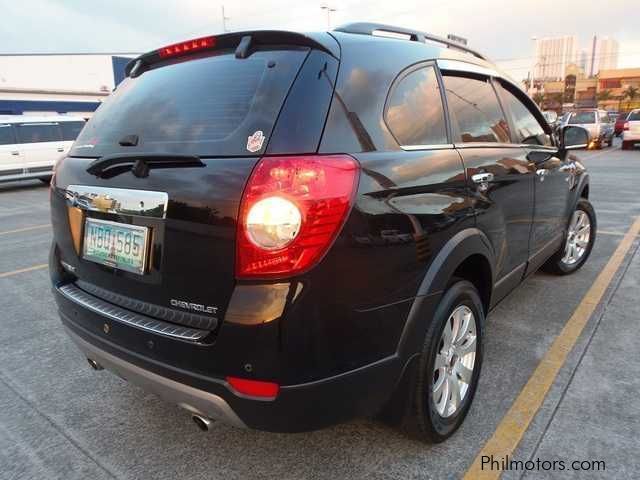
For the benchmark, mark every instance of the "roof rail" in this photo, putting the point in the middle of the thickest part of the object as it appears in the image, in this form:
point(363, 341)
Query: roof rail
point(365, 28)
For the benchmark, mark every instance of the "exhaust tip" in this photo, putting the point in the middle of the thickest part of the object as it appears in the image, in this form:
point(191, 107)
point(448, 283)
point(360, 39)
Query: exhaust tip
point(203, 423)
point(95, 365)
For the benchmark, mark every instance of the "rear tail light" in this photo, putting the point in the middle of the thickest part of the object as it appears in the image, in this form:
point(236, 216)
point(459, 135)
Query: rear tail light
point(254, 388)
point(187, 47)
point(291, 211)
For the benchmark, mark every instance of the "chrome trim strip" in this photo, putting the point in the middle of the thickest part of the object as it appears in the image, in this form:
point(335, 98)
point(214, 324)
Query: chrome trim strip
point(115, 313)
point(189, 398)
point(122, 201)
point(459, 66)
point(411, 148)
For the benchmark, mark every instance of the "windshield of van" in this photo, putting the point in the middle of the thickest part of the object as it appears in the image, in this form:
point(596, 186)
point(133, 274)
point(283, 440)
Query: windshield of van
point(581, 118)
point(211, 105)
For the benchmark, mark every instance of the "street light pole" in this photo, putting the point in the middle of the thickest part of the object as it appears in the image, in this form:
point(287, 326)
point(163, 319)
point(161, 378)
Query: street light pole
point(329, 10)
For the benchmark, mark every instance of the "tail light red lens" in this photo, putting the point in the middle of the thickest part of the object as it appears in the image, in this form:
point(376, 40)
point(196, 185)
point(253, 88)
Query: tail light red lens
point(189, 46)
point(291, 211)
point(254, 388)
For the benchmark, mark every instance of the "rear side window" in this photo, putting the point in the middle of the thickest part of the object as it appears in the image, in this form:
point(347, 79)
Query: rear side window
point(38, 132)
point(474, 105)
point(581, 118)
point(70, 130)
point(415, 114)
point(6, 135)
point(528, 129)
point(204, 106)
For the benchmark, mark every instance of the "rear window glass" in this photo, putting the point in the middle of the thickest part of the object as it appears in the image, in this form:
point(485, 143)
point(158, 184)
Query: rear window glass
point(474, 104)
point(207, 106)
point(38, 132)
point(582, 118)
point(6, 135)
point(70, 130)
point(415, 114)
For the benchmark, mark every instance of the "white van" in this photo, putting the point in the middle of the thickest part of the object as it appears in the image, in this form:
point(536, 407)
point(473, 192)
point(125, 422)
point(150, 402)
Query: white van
┄┄┄┄┄┄┄┄┄┄
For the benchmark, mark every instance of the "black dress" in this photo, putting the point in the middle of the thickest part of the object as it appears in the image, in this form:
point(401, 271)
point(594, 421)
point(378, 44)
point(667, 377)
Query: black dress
┄┄┄┄┄┄┄┄┄┄
Locate each line in the two blocks above that contains the string "Query" and copy those lines out. Treat uppercase and lowercase as distinct when matching.

Query: roof rail
Query: exhaust tip
Query: rear tail light
Query: chrome trim strip
Query: windshield of van
Query: street light pole
Query: tail light red lens
Query: rear side window
Query: rear window glass
Query: white van
Query: black dress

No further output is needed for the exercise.